** start Data shown **
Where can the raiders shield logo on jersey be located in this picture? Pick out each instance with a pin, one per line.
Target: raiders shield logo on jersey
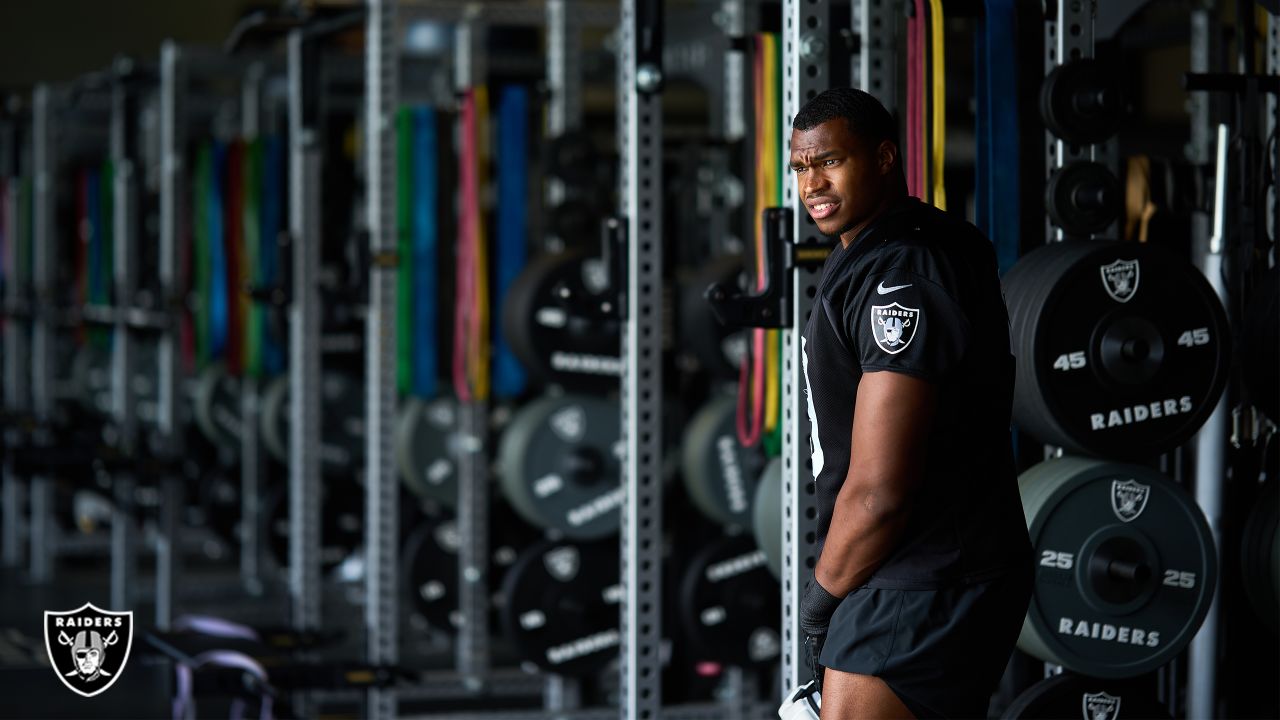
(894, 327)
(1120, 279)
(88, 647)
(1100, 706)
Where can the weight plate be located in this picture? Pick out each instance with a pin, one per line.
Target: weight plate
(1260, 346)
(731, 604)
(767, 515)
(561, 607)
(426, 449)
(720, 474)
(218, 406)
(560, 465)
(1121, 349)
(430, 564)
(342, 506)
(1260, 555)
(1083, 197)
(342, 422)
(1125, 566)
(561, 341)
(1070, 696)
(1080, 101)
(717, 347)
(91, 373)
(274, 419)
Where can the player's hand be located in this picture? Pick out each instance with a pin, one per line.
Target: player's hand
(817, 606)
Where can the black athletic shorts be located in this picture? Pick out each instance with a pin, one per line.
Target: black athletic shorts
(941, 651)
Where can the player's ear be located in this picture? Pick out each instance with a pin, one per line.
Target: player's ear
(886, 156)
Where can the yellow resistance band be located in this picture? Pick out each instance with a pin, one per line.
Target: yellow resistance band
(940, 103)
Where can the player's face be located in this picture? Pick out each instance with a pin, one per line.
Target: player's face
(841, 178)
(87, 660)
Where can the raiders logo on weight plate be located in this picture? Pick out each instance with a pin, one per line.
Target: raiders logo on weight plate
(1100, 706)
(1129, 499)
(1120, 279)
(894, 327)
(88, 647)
** end Data shown **
» What the task requires:
Copy out all the entries above, putting "Mark" wherever "Pick out" appears and keeping everything else the same. Leave the picture out.

» Complete output:
Where can the raiders shield logo on jersey be located in this picture? Mark each instance with a pin, one per line.
Target: raiders shield logo on jersey
(894, 327)
(1120, 279)
(88, 647)
(1100, 706)
Where can the weight plate be located in this picture? Mark each instance with a pin, one per line.
Target: weight plate
(1260, 346)
(731, 604)
(767, 515)
(561, 607)
(426, 449)
(720, 474)
(218, 406)
(560, 465)
(1121, 349)
(430, 564)
(342, 506)
(1260, 555)
(1083, 197)
(342, 422)
(1125, 566)
(561, 341)
(1070, 696)
(1080, 101)
(717, 347)
(91, 373)
(274, 419)
Where can the player's hand be located in this picture? Mark each instance with a pin, one per line.
Target: player's hand
(817, 606)
Where can the black athletic shorts be located in this picture? Mark each instance with a pin, one per line.
Target: black athletic shorts
(941, 651)
Where can the player's ear be located in this picture? Mark each instance with a pin, one per line.
Target: player's ear
(886, 156)
Where can the yellow resistance band be located in this picture? Mark each instance with a pin, one per line.
Target: yellow resistance band
(940, 103)
Where can the player's face be located in this picture? Mark each instance with a pin, one per line.
Target: player's face
(841, 178)
(87, 660)
Where can the raiders logo on weight plate be located in this picture? Mark each instance with a pin, one per line.
Target: raiders logo on weight plate
(1100, 706)
(1129, 499)
(1120, 279)
(894, 327)
(88, 647)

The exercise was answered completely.